[Given request]
Update the lines starting at the one that contains "I bet you can't find the bee's leg" and ending at the one that contains "I bet you can't find the dark" by replacing "bounding box" with "enclosing rectangle", leaving everything else unchanged. Return only those lines.
━━ Exercise materials
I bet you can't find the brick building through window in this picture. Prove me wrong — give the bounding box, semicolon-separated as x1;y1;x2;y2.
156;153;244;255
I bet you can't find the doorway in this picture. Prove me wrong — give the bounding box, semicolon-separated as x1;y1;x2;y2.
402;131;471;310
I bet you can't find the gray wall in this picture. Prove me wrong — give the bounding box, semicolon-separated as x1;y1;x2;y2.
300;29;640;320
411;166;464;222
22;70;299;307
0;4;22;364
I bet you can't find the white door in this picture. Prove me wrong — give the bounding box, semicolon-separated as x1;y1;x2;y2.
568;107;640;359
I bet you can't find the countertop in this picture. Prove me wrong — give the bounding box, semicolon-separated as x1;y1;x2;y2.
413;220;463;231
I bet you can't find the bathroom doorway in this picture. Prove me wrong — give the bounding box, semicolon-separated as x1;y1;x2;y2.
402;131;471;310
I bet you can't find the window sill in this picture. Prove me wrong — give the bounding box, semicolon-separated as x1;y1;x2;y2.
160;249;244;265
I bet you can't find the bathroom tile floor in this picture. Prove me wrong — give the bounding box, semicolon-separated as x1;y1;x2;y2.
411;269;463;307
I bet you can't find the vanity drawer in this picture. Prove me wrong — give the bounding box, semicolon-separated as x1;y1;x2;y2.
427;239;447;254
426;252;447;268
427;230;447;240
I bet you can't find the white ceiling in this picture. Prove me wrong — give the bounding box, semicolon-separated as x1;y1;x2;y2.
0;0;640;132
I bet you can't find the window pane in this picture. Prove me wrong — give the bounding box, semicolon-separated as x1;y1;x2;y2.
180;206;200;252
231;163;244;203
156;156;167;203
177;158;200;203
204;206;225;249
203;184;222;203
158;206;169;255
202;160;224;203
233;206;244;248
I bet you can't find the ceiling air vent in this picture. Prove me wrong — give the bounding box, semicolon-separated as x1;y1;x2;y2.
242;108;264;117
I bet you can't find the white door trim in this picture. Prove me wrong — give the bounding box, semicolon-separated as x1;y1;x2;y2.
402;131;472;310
━━━━
━━ Exercise materials
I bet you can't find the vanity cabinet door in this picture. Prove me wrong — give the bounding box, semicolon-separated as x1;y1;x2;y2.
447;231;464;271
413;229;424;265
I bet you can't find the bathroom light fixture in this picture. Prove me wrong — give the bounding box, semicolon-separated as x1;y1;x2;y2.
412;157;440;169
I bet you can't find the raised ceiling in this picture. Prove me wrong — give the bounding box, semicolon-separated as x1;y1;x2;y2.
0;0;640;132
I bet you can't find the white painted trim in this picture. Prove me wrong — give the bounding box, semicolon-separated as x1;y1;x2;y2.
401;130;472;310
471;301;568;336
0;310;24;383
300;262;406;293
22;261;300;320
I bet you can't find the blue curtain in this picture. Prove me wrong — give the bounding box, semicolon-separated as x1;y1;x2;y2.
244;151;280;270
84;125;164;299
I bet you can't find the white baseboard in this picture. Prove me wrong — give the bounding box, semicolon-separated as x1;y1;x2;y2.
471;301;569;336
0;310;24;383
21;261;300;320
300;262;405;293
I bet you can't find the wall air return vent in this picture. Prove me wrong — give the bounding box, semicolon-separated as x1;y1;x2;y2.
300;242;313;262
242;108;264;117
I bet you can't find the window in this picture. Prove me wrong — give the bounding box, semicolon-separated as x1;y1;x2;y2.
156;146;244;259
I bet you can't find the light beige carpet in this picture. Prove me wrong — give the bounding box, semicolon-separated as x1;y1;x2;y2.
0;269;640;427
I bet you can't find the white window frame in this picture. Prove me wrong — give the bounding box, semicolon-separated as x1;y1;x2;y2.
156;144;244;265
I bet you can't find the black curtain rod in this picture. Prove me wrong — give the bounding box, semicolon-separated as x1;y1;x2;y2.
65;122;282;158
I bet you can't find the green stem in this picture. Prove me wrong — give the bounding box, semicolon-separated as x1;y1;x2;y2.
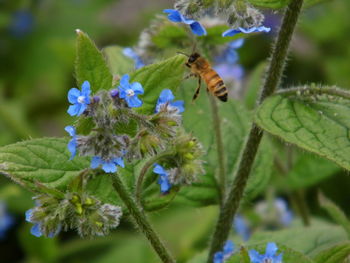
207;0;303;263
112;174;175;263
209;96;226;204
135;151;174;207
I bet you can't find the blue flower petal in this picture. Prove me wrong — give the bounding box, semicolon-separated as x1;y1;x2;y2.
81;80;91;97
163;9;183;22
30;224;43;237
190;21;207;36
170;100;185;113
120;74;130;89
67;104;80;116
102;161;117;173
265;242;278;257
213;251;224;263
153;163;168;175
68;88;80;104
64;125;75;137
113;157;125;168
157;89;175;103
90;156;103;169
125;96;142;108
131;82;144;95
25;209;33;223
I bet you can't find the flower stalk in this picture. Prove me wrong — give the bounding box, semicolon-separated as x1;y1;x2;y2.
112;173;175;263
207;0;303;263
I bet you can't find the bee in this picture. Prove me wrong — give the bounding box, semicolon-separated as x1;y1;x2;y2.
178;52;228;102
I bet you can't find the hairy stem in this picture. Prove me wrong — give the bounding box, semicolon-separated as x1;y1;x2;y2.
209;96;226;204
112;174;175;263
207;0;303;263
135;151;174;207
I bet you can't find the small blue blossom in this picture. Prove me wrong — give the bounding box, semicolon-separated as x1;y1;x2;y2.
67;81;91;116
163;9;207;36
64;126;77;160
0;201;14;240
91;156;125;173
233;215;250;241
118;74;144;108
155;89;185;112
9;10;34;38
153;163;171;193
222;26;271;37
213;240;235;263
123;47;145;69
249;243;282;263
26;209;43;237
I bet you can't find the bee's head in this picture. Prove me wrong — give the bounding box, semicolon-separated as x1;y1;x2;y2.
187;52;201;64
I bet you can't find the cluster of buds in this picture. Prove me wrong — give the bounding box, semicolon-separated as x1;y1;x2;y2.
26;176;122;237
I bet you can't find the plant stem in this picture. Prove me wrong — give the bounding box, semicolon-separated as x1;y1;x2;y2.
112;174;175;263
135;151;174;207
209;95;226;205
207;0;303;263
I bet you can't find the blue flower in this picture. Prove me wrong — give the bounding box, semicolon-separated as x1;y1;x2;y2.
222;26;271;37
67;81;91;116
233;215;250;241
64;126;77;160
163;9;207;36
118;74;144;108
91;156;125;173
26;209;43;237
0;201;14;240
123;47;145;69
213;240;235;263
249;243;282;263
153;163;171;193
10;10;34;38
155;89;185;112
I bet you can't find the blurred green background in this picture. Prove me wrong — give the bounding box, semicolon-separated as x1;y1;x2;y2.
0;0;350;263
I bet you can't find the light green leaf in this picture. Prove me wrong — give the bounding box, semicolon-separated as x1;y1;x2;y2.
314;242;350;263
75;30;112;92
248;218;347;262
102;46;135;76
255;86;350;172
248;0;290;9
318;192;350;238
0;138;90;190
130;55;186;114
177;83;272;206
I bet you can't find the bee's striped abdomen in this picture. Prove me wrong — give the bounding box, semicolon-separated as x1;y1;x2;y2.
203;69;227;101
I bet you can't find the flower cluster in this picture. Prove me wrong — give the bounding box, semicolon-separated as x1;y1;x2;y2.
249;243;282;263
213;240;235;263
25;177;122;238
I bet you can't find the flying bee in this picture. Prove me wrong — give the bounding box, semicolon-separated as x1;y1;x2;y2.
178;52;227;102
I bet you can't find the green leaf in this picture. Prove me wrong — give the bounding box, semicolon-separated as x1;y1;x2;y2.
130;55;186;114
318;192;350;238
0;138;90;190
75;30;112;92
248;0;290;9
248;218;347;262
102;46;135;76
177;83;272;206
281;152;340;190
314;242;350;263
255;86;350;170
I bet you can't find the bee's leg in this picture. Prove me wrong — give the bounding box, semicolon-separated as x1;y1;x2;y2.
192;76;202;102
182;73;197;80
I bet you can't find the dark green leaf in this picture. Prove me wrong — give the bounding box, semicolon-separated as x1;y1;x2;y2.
━━━━
[Finished exercise]
I bet you can't find the bee's leg in this picture. Prove me wrong — give the enclosing rectangle, semicolon-separated as x1;y1;x2;y2.
192;76;202;102
182;73;197;80
I bet you can't find the dark green leaf in this picture. Prove me wrong — give the enclosing rectangle, semicolon-separated as x1;y1;x2;y2.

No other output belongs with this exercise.